## Requirement:
Count the lines in the records below that contain the string "shorts", treating uppercase and lowercase as different. Reply with the number alone.

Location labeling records
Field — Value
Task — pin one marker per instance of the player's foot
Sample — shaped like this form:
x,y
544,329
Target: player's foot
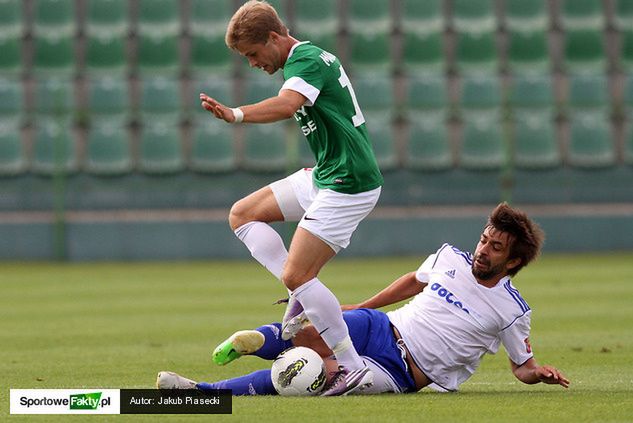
x,y
293,320
347,382
240,343
171,380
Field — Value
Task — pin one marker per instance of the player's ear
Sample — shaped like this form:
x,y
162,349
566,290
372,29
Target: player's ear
x,y
512,263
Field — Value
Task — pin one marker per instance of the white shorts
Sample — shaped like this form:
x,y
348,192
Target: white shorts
x,y
332,216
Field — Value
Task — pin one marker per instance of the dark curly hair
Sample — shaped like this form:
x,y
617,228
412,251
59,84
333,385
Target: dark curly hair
x,y
527,236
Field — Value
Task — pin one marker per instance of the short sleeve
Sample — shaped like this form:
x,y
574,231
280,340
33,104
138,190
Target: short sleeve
x,y
516,339
304,76
423,273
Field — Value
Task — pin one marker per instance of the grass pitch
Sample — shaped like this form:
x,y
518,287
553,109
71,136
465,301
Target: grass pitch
x,y
116,325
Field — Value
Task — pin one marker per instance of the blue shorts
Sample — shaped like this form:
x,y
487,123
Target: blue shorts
x,y
373,337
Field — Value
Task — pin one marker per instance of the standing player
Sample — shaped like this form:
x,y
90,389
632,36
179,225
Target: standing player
x,y
463,307
329,201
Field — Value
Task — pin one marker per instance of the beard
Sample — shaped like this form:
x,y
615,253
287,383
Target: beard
x,y
488,272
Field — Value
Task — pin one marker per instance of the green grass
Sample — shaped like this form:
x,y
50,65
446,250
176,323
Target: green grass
x,y
115,325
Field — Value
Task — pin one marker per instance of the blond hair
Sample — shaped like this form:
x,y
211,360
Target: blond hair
x,y
252,23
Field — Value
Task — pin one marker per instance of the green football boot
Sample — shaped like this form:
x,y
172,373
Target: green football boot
x,y
240,343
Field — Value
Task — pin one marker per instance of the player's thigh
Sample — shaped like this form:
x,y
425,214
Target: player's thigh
x,y
306,257
260,206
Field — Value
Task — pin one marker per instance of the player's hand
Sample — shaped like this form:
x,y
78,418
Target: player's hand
x,y
219,110
552,376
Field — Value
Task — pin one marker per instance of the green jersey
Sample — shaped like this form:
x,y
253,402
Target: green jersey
x,y
331,121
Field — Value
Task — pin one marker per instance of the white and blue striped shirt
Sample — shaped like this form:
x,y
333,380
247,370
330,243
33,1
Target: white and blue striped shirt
x,y
450,325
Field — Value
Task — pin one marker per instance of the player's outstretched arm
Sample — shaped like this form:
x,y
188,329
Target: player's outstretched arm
x,y
273,109
406,286
530,372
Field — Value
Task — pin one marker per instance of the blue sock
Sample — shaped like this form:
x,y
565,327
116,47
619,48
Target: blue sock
x,y
256,383
273,345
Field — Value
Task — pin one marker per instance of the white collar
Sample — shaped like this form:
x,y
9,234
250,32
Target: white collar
x,y
294,46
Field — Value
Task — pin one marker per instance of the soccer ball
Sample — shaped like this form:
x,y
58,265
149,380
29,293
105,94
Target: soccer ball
x,y
298,371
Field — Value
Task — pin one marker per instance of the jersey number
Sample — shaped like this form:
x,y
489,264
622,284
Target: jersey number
x,y
358,119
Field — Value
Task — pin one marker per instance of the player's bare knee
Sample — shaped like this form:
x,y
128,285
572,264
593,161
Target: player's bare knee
x,y
309,337
238,215
294,278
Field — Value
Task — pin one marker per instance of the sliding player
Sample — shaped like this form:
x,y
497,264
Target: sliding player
x,y
463,307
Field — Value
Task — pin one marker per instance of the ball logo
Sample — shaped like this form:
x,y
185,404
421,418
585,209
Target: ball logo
x,y
286,376
318,383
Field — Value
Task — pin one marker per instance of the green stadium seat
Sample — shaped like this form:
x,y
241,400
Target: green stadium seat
x,y
417,15
628,147
160,148
476,53
54,54
159,17
12,154
11,101
473,15
535,142
280,7
483,146
11,20
54,96
370,16
265,148
370,52
380,132
528,52
582,14
626,51
105,54
158,53
374,93
212,147
108,148
161,100
480,92
628,95
521,15
54,16
107,17
209,54
583,51
54,147
210,16
428,146
260,87
623,16
591,144
427,94
108,99
530,93
11,57
219,88
588,91
316,17
423,52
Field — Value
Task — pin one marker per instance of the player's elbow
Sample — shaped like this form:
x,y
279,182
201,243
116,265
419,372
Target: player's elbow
x,y
287,111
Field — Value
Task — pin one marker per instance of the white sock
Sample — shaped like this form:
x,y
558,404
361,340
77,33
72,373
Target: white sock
x,y
324,312
265,245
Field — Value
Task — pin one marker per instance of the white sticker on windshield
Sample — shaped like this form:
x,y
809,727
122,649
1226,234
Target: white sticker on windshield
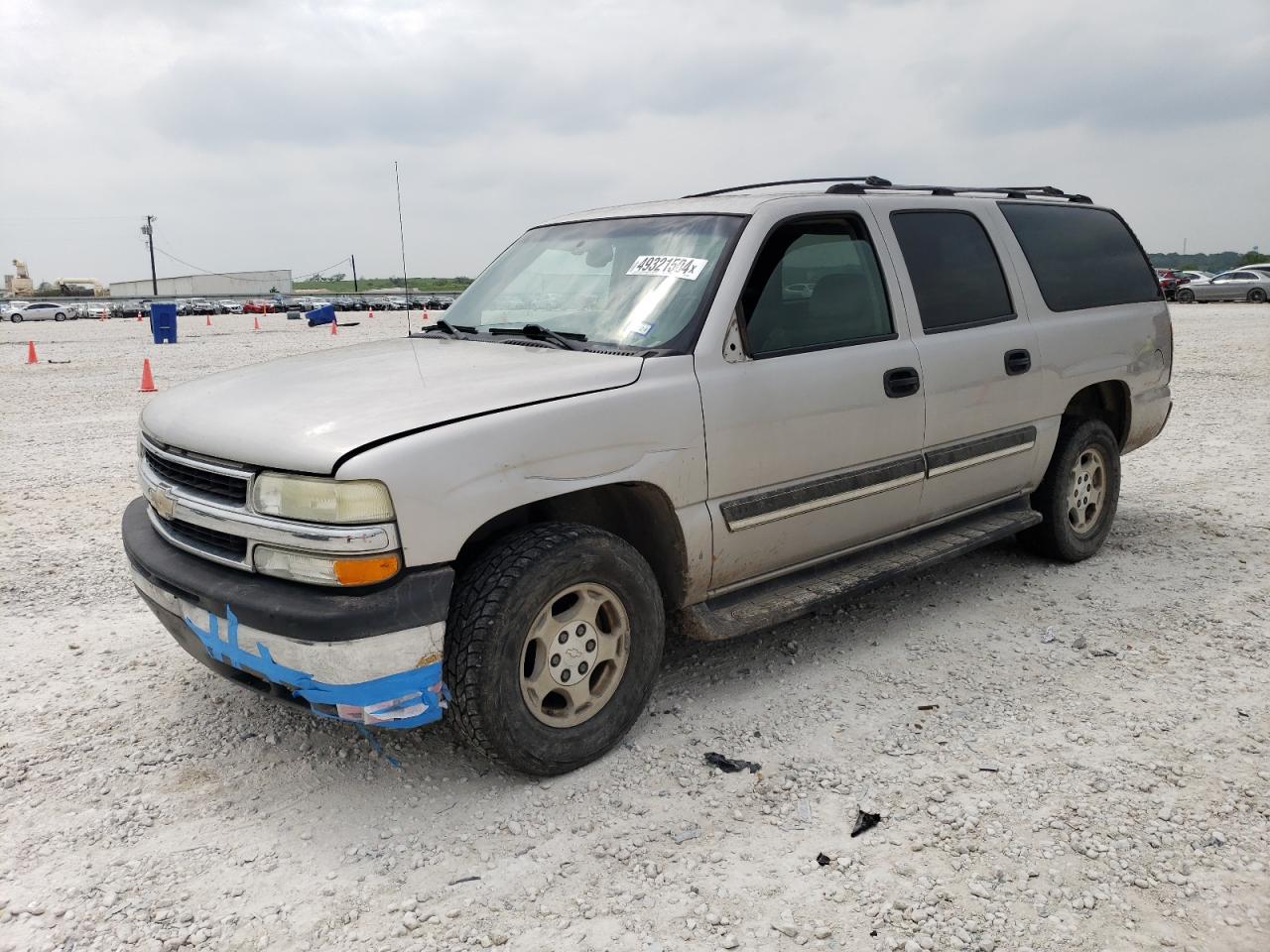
x,y
668,267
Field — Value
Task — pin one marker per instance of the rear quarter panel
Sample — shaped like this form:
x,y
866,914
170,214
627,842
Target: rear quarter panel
x,y
1121,343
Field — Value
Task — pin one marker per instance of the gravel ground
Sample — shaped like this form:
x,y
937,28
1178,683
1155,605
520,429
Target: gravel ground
x,y
1064,757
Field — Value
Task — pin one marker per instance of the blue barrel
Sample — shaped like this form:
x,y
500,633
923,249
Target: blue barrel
x,y
163,322
321,315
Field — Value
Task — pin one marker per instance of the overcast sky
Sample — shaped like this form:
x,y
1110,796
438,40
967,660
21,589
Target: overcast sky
x,y
262,135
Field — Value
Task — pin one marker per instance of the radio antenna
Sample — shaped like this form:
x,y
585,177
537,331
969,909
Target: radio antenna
x,y
402,234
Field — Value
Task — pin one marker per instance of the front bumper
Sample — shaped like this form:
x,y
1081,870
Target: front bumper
x,y
368,656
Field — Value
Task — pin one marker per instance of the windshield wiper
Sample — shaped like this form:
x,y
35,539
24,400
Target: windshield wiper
x,y
448,329
564,339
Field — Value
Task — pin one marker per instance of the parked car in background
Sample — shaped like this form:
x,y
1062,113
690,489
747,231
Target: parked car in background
x,y
1169,282
131,309
42,311
1255,268
1228,286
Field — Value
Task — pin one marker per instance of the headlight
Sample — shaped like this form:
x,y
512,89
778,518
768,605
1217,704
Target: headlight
x,y
321,500
322,570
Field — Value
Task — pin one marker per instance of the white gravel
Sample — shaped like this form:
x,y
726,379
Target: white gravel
x,y
1095,774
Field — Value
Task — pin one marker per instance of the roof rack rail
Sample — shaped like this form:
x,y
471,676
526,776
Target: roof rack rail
x,y
869,180
852,188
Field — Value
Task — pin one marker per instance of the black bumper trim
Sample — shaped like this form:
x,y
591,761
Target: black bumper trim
x,y
304,612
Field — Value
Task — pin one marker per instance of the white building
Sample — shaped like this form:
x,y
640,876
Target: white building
x,y
207,285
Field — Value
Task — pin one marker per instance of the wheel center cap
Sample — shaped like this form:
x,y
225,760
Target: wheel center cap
x,y
572,654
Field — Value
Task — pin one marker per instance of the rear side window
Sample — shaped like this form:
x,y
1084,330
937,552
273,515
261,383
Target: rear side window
x,y
815,285
953,270
1080,257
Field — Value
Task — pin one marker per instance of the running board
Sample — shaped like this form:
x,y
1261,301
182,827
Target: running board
x,y
801,593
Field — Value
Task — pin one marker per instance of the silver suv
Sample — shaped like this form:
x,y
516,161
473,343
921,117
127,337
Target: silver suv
x,y
724,411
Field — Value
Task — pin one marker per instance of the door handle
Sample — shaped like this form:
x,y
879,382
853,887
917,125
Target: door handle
x,y
1017,362
901,381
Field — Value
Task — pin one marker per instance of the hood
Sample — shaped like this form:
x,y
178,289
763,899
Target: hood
x,y
305,413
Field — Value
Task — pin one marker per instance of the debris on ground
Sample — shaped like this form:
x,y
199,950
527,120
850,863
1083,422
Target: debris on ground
x,y
865,821
728,766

## Finished task:
4